TASK DETAILS >> Edit the records below by putting "placing" wherever "dropping" appears, and leave everything else unchanged.

INPUT >>
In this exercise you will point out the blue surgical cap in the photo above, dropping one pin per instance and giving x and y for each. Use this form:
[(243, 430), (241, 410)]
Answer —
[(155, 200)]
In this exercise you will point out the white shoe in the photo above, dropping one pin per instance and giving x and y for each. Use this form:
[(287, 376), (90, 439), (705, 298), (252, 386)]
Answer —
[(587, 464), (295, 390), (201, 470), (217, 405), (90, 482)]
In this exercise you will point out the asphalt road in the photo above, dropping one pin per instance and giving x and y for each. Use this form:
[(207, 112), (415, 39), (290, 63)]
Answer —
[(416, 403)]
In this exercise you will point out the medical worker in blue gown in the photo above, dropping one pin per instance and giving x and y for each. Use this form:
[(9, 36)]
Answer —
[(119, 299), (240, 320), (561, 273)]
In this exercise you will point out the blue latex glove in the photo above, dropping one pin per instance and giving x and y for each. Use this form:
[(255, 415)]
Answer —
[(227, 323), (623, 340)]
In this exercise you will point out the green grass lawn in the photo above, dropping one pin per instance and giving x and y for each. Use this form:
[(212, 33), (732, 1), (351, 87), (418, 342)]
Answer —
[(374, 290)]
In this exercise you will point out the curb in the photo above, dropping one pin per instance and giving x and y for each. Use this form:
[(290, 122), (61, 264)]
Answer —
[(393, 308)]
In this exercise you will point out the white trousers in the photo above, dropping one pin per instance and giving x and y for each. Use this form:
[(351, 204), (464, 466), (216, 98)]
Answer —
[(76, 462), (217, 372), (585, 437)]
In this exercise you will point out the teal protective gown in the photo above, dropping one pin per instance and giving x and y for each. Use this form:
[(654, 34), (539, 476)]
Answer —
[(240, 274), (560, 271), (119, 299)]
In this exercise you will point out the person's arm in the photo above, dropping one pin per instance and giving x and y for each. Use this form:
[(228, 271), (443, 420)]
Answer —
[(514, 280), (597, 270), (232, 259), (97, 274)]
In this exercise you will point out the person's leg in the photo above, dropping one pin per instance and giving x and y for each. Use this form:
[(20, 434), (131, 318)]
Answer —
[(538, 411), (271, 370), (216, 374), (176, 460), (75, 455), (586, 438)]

FULL OUTPUT >>
In this exercise you will point out the blue surgical cap in the photo above, placing one pin per instance and giving x and y for each. Use this form:
[(243, 430), (241, 410)]
Answer —
[(155, 200)]
In this exercise you will point out the white shoe in the photo above, placing one pin per instance and giving x and y for each. Use this form:
[(287, 376), (90, 439), (705, 298), (252, 386)]
Answer —
[(587, 464), (295, 390), (201, 470), (217, 405), (90, 482)]
In this exercise you will point out the asphalt road in the photo above, placing one pin per instance and giving x and y for each. Use this form:
[(207, 112), (415, 39), (290, 63)]
Answer —
[(416, 403)]
In this exercise you will point out the medical worker in blue gown in the photo above, placing one pin per instance and giving x and y for each. Use this form:
[(9, 36)]
Answer —
[(119, 299), (240, 320), (561, 273)]
In this exercise you will point out the blue latex glove in the photo above, placing one pin per instance and giving x and y for each. Use this form:
[(255, 415)]
Answer —
[(227, 323), (623, 340)]
In this exercise you will point out the green grass lawn in the photo above, placing one pin per instance and giving x and y for each. Use this form:
[(212, 33), (732, 1), (351, 87), (418, 342)]
Answer —
[(374, 290)]
In this exercise you will point out the curb in the photo above, placing one pin per instance and giving x and y for each. Use this form:
[(290, 122), (61, 264)]
Answer —
[(393, 308)]
In this exercise you will point out the white trousers in the photo above, placing one pin per instance and giving x and y for each. Use this form:
[(351, 204), (464, 466), (216, 98)]
Answer —
[(76, 462), (217, 372), (585, 437)]
In this exercise you will point out the teal protective gown in the photo above, placing one pin per instance and giving x and y for each. Use this form:
[(654, 34), (539, 476)]
Answer —
[(240, 274), (560, 271), (119, 299)]
In this exercise you will point out the person's arm in the photo above, placing one pin per instance and giving x and y for each. Use this form:
[(228, 271), (443, 420)]
Answer —
[(514, 280), (597, 270), (232, 259), (97, 274)]
In this exercise you will point out the person's leg in the photo above, placing one pin per instance and giving x and y for each. Use this form:
[(20, 434), (131, 318)]
Answer —
[(538, 411), (271, 370), (216, 374), (176, 460), (75, 455), (586, 438)]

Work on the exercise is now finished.